Celle qui raconte, c'est elle, Lucie Reverchon, dite Takie.

 

Celui dont elle parle, c'est Pierre. Lucie est née en 1890, et Pierre deux ans plus tard.       F-273-Rever-Pierre-Taky.jpg 

 

 

Sur la photo ci-dessous où le grand-père pose avec sa petite famille, elle est à gauche au premier plan, Pierre est à droite. 

E 258 bis 

 

Pierre va mourir à la guerre en 1915, il a 23 ans. Et Lucie consignera dans un cahier, pour ses enfants, les souvenirs de son frère, leur enfance, la jeunesse et la guerre.

 

F-282.jpg

 

Mes chers petits,

C’est votre oncle Pierre qui, dans notre famille, a été choisi pour donner sa vie au Pays. Cette vie se continue là-haut activement dans la « Communion des Saints » ; je demande au bon Dieu que par sa grâce, notre Pierre soit pour vous un protecteur et un guide dans votre vie d’enfant et de jeunes gens et vous aide à devenir des « hommes ». « Chaque tombe oriente une âme », ce mot, lu pendant la guerre, m’a frappée. Je voudrais que cette tombe de brave, près de laquelle vous viendrez, je l’espère, souvent prier, oriente vos âmes vers le bien. Je pourrais vous en dire bien long, mais il n’aimait pas les longues phrases, votre oncle Pierre, et je veux faire comme lui. Il n’aimait pas qu’on vous fasse des sermons et je ne vous en ferai pas. Ce que je veux, c’est que vous l’aimiez, et, en le connaissant mieux, il devienne pour vous un ami. C’est pourquoi je vous adresse ses souvenirs, vous êtes ses héritiers, vous devez savoir ce qu’il vous a laissé en héritage de délicate bonté, d’intelligence, de loyauté et de jugement. Oh que je voudrais vous donner une idée juste de lui, mais que c’est difficile ! Supposons, voulez-vous que vous êtes autour de moi dans sa chambre à Montain, nous regardons l’album où j’ai collectionné ses photographies, depuis le tout petit Pierrot de deux ans jusqu’à celui de la guerre. Sur la table à côté de l’album, un bouquet de fleurs bien fraiches que Bon papa vient de cueillir. Le grand portrait ombragé de la palme nous sourit du haut de son cadre, tout doucement ; les souvenirs se lèvent et comme ils viennent sans souci de beaucoup d’ordre ni de littérature, je vous raconte…

 

Du plus loin que je me rappelle, je nous vois toujours ensemble. Les « petits », comme on nous appelait, étaient très gâtés. Cette méthode, si elle me rendait passablement égoïste et tyrannique, n’a jamais agi sur Pierre et bien souvent, j’abusais terriblement de lui. C’est pendant notre séjour à Paris 96-99 que mes souvenirs deviennent un peu distincts. Je me rappelle surtout un certain jour où Pierrot s’était rendu coupable de je ne sais quel méfait (il avait dû, si je me souviens bien, me casser une poupée), me déclara pour se punir de sa maladresse, qu’il ferait tout ce que je voudrais pendant une journée, et j’en ai abusé, Dieu sait combien ! Il est passé par tous mes caprices les plus saugrenus, car pour lui, chose promise, chose due. J’ai pleuré de remords le soir dans mon lit, tellement je l’avais mis sur le flanc, mon pauvre petit Pierre. D’ordinaire pourtant, nous nous entendions très bien. Le Luxembourg, les jeux à la maison, les cours de l’Institution Cicette, avec les examens du jeudi par le grand frère Léon. Tout cela repasse devant mes yeux, mais que cela est lointain et brumeux, et que je voudrais mieux me rappeler, rendre vivant pour vous ce petit garçon timide et un peu fermé, qui allait devenir un homme si complet. Il ne faisait pas beaucoup de bruit le petit Pierre de 5 ou 6 ans, mais il avait déjà beaucoup de suite dans les idées et de l’énergie, pas du tout plaignard quoique souvent fatigué. Il travaillait facilement, et tout petit, il avait déjà cette habitude qu’il devait garder toute sa vie de finir d’abord et toujours ses devoirs avant de jouer, mais il aimait s’amuser, je vous assure. Je dirigeais souvent les jeux à ce moment-là (étant assez autoritaire) et nous nous en donnions de tout notre cœur.

Consignes:
1 - Réécrivez plus brièvement, sous forme de liste, le paragraphe de l'extrait qui commence par « Du plus loin que je me rappelle », en gardant ses faits principaux.
2 - Répondez à ces questions sur l'extrait :
(a) En quelle année Pierre meurt-il à la guerre, et à quel âge ?
(b) Qui vient de cueillir le bouquet posé sur la table à côté de l'album ?
(c) Qui faisait passer les examens du jeudi ?
3 - Reprenez mot pour mot le passage de l'extrait qui commence par « Sur la photo » et se poursuit jusqu'à « et la guerre. ».
Les entrées n'interviennent pas dans ce travail.

Données fournies:
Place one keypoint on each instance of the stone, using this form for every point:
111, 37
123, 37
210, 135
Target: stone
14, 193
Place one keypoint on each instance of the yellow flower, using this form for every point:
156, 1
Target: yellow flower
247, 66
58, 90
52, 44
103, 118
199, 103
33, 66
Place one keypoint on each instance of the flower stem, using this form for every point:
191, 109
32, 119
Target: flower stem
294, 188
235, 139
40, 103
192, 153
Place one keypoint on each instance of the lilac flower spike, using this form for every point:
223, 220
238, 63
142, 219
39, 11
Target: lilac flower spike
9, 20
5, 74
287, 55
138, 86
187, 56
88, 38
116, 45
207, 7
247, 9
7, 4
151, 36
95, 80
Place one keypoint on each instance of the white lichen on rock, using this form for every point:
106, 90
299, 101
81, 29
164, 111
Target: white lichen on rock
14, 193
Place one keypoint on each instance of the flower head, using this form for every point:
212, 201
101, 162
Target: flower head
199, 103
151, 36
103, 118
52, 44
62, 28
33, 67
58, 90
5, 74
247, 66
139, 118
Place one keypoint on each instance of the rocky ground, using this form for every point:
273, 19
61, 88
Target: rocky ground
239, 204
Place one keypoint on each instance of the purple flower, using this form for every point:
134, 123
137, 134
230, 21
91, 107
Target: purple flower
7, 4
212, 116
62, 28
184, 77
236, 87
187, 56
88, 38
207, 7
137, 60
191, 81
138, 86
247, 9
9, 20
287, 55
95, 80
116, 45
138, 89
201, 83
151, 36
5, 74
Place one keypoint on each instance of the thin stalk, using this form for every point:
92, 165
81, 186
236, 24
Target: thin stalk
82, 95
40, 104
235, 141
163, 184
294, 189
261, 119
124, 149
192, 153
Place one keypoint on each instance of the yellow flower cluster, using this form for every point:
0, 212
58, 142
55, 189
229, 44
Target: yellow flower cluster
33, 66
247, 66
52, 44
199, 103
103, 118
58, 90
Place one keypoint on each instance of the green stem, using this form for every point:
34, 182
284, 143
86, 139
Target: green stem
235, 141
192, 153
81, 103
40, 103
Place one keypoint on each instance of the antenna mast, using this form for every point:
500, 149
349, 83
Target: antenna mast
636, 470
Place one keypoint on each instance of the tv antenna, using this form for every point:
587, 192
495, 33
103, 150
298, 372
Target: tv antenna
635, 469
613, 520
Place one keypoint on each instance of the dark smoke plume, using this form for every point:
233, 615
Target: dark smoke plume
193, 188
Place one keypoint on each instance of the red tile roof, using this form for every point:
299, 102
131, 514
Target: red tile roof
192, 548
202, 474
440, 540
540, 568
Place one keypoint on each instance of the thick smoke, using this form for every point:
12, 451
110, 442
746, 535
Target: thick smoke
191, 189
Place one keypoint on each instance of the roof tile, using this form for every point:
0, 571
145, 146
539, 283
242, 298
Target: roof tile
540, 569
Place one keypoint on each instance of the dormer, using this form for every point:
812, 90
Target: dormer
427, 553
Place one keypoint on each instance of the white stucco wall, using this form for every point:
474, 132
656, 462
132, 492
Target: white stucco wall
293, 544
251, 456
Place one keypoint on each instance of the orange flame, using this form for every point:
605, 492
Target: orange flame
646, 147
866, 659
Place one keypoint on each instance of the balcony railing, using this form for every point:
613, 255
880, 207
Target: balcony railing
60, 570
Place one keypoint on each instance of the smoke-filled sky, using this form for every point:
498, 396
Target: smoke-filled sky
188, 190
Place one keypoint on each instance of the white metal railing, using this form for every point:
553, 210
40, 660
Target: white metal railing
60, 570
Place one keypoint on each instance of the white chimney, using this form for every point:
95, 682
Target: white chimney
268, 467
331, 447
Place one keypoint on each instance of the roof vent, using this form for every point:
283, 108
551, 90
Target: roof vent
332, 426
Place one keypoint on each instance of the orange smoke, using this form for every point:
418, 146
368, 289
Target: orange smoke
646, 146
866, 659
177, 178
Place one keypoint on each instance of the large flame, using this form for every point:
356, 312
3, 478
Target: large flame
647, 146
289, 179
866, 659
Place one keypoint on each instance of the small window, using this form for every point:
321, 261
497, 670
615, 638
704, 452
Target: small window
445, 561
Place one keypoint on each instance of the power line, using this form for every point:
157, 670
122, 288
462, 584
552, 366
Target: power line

Corrigé:
1 -
- Lucie et Pierre, qu'on appelait les « petits », étaient toujours ensemble et très gâtés. Cela rendait Lucie égoïste et tyrannique, mais n'a jamais agi sur Pierre, dont elle abusait souvent.
- Ses souvenirs deviennent distincts pendant le séjour à Paris, de 96 à 99.
- Un jour, Pierre avait sans doute cassé une poupée. Pour se punir, il a promis de faire tout ce qu'elle voudrait pendant une journée. Elle en a beaucoup abusé et en a pleuré de remords le soir.
- D'ordinaire, ils s'entendaient très bien : le Luxembourg, les jeux à la maison, les cours de l'Institution Cicette, avec les examens du jeudi par le grand frère Léon.
- À 5 ou 6 ans, Pierre était timide, un peu fermé et peu bruyant. Il avait pourtant de l'énergie et de la suite dans les idées, et ne se plaignait pas, bien que souvent fatigué.
- Il travaillait facilement et finissait toujours ses devoirs avant de jouer, mais il aimait s'amuser.
- Lucie, assez autoritaire, dirigeait souvent les jeux.

2 -
(a) Il meurt en 1915, à 23 ans.
(b) C'est Bon papa.
(c) C'est le grand frère Léon.

3 -
Sur la photo ci-dessous où le grand-père pose avec sa petite famille, elle est à gauche au premier plan, Pierre est à droite. 

E 258 bis 

 

Pierre va mourir à la guerre en 1915, il a 23 ans. Et Lucie consignera dans un cahier, pour ses enfants, les souvenirs de son frère, leur enfance, la jeunesse et la guerre.